## Objective
Reproduce the passage about Petal Joan Roberts below word for word, from its heading to its final sentence.

About Petal Joan Roberts

‘See! See!’ I said with my tiny finger pointing at something. According to my
parents, my first word was neither Mamma or Dadda, but ‘See!’

Looking back at my art work over the years since the 1960’s, I realise that
that is precisely what I want my viewers to do. To see what I see.

After my first art college years trying to imitate what I could see in nature or
anywhere else, I began to look beyond that to the more underlying aspects
of our life here. The mysteries, the legends, the different ways people
approach the same questions we are all faced with. This led me partly to
the world of what is now called fantasy, but which is really only our
collective imagination.

Moving in the 1950’s to England from tropical British Guiana (now Guyana)
in South America was my first meeting with people who had different
answers to life. Some 14 years later, moving to Denmark, as a result of
academic unemployment in the UK, was my second meeting with people
who had yet another answer, as also was my third move, to Sweden in
1971.  All these meetings loosened up my mind from what otherwise might have become a set way of thinking, and later on I began to look back to my childhood environments and saw people, the original inhabitants of my native country, who had yet another way of working out the puzzles of existence.

## Listed records
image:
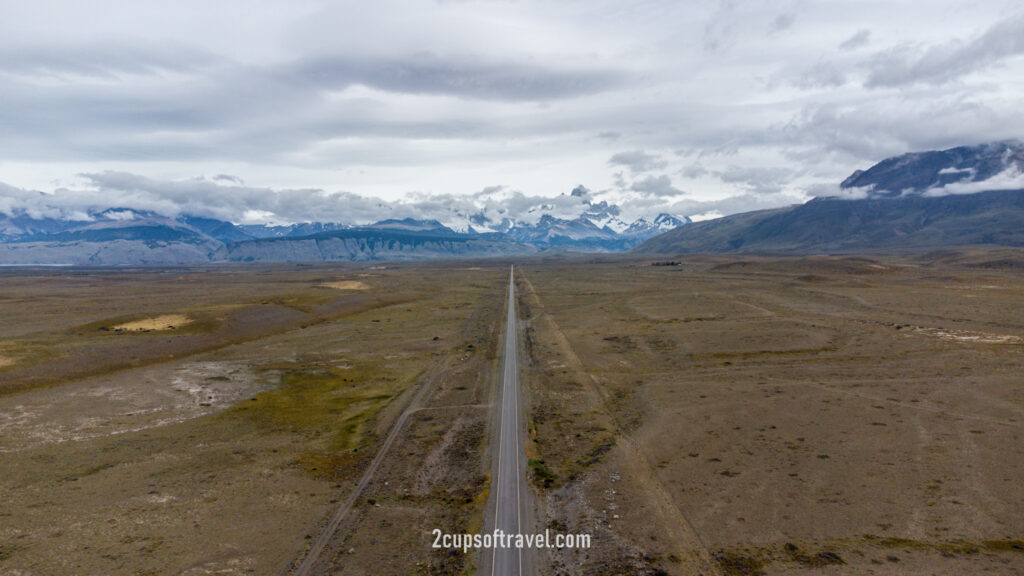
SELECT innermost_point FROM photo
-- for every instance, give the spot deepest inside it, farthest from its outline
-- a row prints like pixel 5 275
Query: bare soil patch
pixel 346 285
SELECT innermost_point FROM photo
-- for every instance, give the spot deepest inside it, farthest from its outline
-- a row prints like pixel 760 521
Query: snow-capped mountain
pixel 128 236
pixel 957 170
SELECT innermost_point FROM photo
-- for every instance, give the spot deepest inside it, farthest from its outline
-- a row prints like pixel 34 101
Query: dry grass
pixel 828 403
pixel 346 285
pixel 219 447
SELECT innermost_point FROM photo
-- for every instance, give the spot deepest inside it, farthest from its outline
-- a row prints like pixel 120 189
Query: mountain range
pixel 966 196
pixel 123 236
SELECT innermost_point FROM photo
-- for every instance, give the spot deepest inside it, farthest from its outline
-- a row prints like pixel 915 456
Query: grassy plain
pixel 222 445
pixel 759 415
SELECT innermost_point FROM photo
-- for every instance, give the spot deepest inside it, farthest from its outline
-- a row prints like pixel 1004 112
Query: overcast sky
pixel 307 110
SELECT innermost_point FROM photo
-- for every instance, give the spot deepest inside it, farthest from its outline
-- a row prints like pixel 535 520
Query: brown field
pixel 721 415
pixel 781 415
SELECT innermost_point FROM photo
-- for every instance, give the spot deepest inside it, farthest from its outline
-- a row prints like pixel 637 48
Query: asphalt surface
pixel 508 492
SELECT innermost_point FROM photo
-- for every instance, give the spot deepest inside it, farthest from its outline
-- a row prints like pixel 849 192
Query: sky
pixel 279 112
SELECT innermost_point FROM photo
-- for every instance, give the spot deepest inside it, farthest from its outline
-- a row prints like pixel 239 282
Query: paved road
pixel 508 495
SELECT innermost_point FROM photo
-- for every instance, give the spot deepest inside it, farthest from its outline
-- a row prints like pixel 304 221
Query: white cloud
pixel 1011 178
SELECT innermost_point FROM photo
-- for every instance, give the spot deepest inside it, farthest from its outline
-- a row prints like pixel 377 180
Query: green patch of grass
pixel 1010 545
pixel 736 564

## The answer
About Petal Joan Roberts

‘See! See!’ I said with my tiny finger pointing at something. According to my
parents, my first word was neither Mamma or Dadda, but ‘See!’

Looking back at my art work over the years since the 1960’s, I realise that
that is precisely what I want my viewers to do. To see what I see.

After my first art college years trying to imitate what I could see in nature or
anywhere else, I began to look beyond that to the more underlying aspects
of our life here. The mysteries, the legends, the different ways people
approach the same questions we are all faced with. This led me partly to
the world of what is now called fantasy, but which is really only our
collective imagination.

Moving in the 1950’s to England from tropical British Guiana (now Guyana)
in South America was my first meeting with people who had different
answers to life. Some 14 years later, moving to Denmark, as a result of
academic unemployment in the UK, was my second meeting with people
who had yet another answer, as also was my third move, to Sweden in
1971.  All these meetings loosened up my mind from what otherwise might have become a set way of thinking, and later on I began to look back to my childhood environments and saw people, the original inhabitants of my native country, who had yet another way of working out the puzzles of existence.